→ **Stored entries**:
────

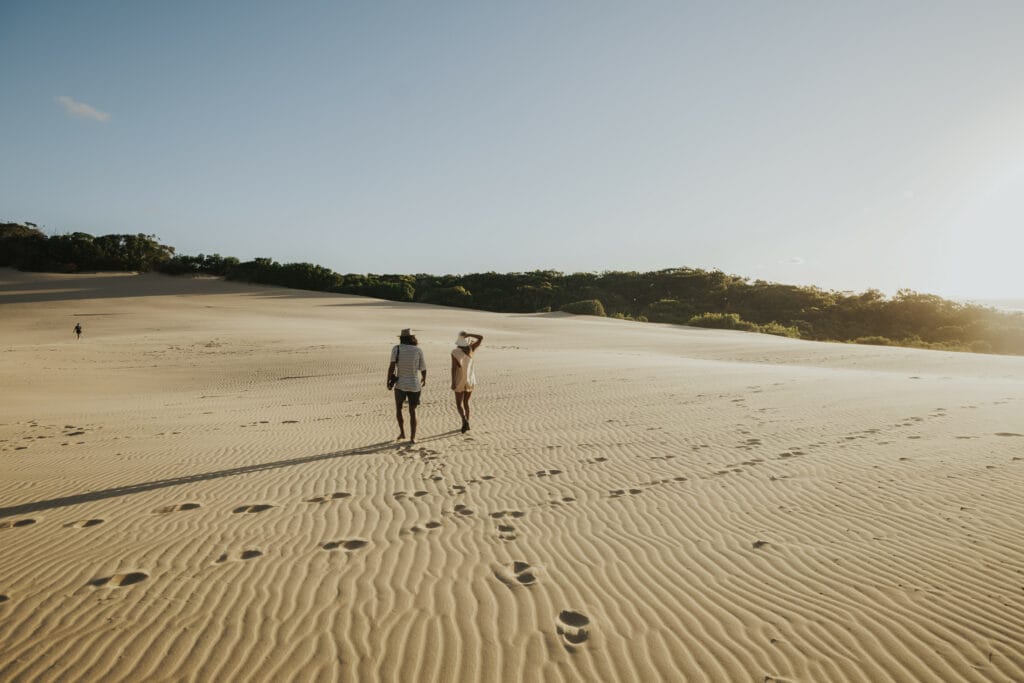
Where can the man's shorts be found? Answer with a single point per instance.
(399, 398)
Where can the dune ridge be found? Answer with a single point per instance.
(206, 487)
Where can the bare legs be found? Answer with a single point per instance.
(398, 400)
(462, 404)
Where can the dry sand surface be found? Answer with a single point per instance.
(206, 487)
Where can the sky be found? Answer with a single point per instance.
(848, 145)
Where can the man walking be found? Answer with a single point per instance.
(407, 361)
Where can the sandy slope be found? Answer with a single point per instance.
(205, 487)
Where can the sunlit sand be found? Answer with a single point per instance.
(206, 486)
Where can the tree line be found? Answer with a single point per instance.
(681, 296)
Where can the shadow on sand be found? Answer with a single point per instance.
(117, 492)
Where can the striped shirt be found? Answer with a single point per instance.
(410, 364)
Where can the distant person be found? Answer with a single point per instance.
(407, 361)
(463, 374)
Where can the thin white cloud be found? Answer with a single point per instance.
(81, 110)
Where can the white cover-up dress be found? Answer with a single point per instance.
(465, 376)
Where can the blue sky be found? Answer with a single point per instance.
(865, 144)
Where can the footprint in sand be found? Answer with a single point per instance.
(119, 580)
(333, 497)
(353, 544)
(510, 513)
(252, 508)
(520, 573)
(176, 508)
(84, 523)
(17, 523)
(247, 554)
(571, 626)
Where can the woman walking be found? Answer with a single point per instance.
(463, 375)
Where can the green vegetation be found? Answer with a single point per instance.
(681, 296)
(588, 307)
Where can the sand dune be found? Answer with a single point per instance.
(206, 486)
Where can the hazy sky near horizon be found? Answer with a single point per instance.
(847, 145)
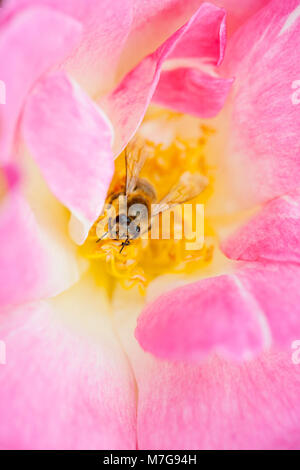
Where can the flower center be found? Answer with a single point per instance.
(178, 240)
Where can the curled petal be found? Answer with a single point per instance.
(189, 90)
(215, 314)
(127, 104)
(273, 234)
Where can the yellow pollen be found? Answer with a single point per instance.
(144, 259)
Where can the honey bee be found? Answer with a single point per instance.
(139, 192)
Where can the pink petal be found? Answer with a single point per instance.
(273, 234)
(238, 12)
(62, 388)
(264, 128)
(189, 90)
(32, 264)
(70, 139)
(127, 104)
(218, 404)
(27, 54)
(215, 314)
(275, 288)
(153, 22)
(106, 25)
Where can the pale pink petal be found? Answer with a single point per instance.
(263, 155)
(70, 139)
(238, 12)
(62, 388)
(205, 38)
(26, 54)
(273, 234)
(127, 104)
(106, 25)
(32, 264)
(218, 404)
(215, 314)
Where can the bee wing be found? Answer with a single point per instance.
(135, 156)
(189, 186)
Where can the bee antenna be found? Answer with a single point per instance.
(101, 238)
(125, 243)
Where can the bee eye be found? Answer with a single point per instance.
(122, 219)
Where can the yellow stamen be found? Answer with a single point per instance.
(143, 260)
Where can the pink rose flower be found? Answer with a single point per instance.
(205, 362)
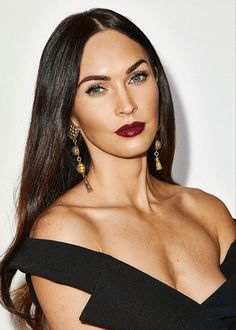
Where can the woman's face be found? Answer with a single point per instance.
(103, 106)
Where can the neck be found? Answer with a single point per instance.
(122, 181)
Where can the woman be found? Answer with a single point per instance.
(106, 238)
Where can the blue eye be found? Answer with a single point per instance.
(95, 90)
(143, 74)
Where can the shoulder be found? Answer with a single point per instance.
(210, 210)
(66, 224)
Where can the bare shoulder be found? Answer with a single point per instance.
(209, 209)
(67, 224)
(63, 223)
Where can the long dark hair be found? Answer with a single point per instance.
(48, 169)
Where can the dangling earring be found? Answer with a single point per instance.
(73, 133)
(156, 154)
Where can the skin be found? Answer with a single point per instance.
(120, 103)
(176, 234)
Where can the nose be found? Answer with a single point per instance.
(125, 104)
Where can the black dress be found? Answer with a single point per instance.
(122, 296)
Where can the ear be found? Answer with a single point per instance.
(74, 120)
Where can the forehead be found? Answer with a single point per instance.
(109, 50)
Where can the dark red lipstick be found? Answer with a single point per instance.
(131, 130)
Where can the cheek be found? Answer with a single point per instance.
(91, 115)
(151, 100)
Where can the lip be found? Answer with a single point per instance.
(133, 129)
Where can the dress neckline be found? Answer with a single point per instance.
(148, 276)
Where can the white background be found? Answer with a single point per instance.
(195, 42)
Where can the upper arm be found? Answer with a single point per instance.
(213, 211)
(62, 304)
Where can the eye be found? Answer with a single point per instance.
(136, 77)
(94, 90)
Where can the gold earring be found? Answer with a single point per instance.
(73, 133)
(156, 154)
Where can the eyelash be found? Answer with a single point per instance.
(95, 86)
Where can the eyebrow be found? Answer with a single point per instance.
(107, 78)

────

→ **Problem to work on**: Transcribe each entry precisely as given, leaving the pictures out.

→ **Solution to this task**:
Where can the man's shorts be found? Answer with a single point per instance.
(399, 398)
Where can the dune ridge be found? Answer with a single point per instance.
(206, 487)
Where can the bare legs be found? Answer with a single point per instance.
(398, 400)
(462, 404)
Where can the dry sand surface be found? Answer with a single point per instance.
(206, 487)
Where can the sky be found? Answer with a single point per instance.
(848, 145)
Where can the man walking be found? Answer with a single point per instance.
(407, 361)
Where can the sandy slope be found? Answer with a single point per instance.
(205, 487)
Where can the sunlit sand be found? Answer with a single point per instance.
(206, 486)
Where can the tree line be found? Answer with a single point per instance.
(681, 296)
Where can the shadow on sand be found? Answer with a single point per instance.
(117, 492)
Where can the striped shirt be found? Answer with a single point per instance.
(410, 364)
Where can the distant person be found? Answer with a single point per instance.
(407, 361)
(463, 374)
Where can the thin white cloud be found? Answer with a single point per instance.
(81, 110)
Where can the white cover-up dress be found? Answer with a single point per instance.
(465, 376)
Where can the blue sky be found? Answer with a single point per instance.
(865, 144)
Where can the footprint in sand be found? Answer with a single point per instance.
(119, 580)
(333, 497)
(353, 544)
(510, 513)
(252, 508)
(520, 573)
(176, 508)
(84, 523)
(17, 523)
(247, 554)
(571, 626)
Where can the woman walking be found? Answer with a single point per instance.
(463, 375)
Where can the green vegetation be found? Answer with a single point per instance.
(681, 296)
(588, 307)
Where can the sand dune be found? Answer with a single point per instance.
(206, 486)
Where can the hazy sky near horizon be found? Answer with a single point per instance.
(847, 145)
Where can the flower center be found? Answer with a single point per instance.
(178, 240)
Where can the curled petal be found? Answer with a single point per instance.
(189, 90)
(215, 314)
(127, 104)
(273, 234)
Where can the yellow pollen be found? Answer with a single point per instance.
(144, 259)
Where can the honey bee be found? Answer with a single point per instance.
(139, 192)
Where can the pink petal be found? Answer with a single point per instance.
(273, 234)
(238, 12)
(62, 388)
(264, 128)
(189, 90)
(32, 264)
(70, 139)
(127, 104)
(218, 404)
(27, 54)
(215, 314)
(275, 288)
(153, 22)
(106, 25)
Where can the pale pink petal be found? Answer with a single point per instance.
(263, 155)
(70, 139)
(238, 12)
(62, 388)
(205, 38)
(26, 54)
(273, 234)
(127, 104)
(106, 25)
(32, 264)
(218, 404)
(215, 314)
Where can the bee wing be found? Answer with a single point per instance.
(135, 156)
(189, 186)
Where can the bee antenna be found? Answer with a single point per instance.
(101, 238)
(125, 243)
Where can the bee eye be found? Answer with a single point per instance.
(122, 219)
Where can the yellow stamen be found? Answer with a single point per instance.
(143, 260)
Where can the pink rose flower be found? Answer with a single point per instance.
(205, 362)
Where can the woman's face be found? Answer with a single point per instance.
(103, 106)
Where can the neck be found? Answer with a single point per instance.
(122, 181)
Where can the woman be found? Answer with a single point per instance.
(106, 238)
Where can the blue eye be found? Answer with a single point per instance.
(95, 90)
(143, 74)
Where can the shoulder be found? Answer with a single point per instance.
(210, 210)
(66, 224)
Where can the bare shoulder be found? Answer with a single point per instance.
(209, 209)
(67, 224)
(63, 223)
Where can the long dark hair be found? Answer with a single point per instance.
(48, 169)
Where can the dangling earring be found? Answer with a single point per instance.
(73, 133)
(156, 154)
Where can the skin be found? Answer with a single point per instance.
(120, 103)
(176, 234)
Where can the nose be found? Answer with a single point per instance.
(125, 104)
Where can the black dress be found? Answer with a single point per instance.
(122, 296)
Where can the ear be found? Answer with a single point per instance.
(74, 120)
Where can the forehead be found? Answer with a single point per instance.
(109, 50)
Where can the dark red lipstick be found? Answer with a single point per instance.
(131, 130)
Where can the cheek be found? Answer with a single point per instance.
(91, 115)
(151, 100)
Where can the lip be found? Answer with a single point per instance.
(133, 129)
Where can the dress neckline be found? Answer with a single point per instance.
(148, 276)
Where can the white background be found? Answer with a single point per instance.
(195, 42)
Where can the upper arm be found? Answer with a single point per instance.
(213, 211)
(62, 304)
Where can the eye be found? Answer with a single point per instance.
(136, 77)
(94, 90)
Where can the gold earring be found? Answer with a single point per instance.
(73, 133)
(156, 154)
Where can the eyelash be found? Answer with a single point per instance.
(95, 86)
Where can the eyebrow be found? Answer with a single point per instance.
(107, 78)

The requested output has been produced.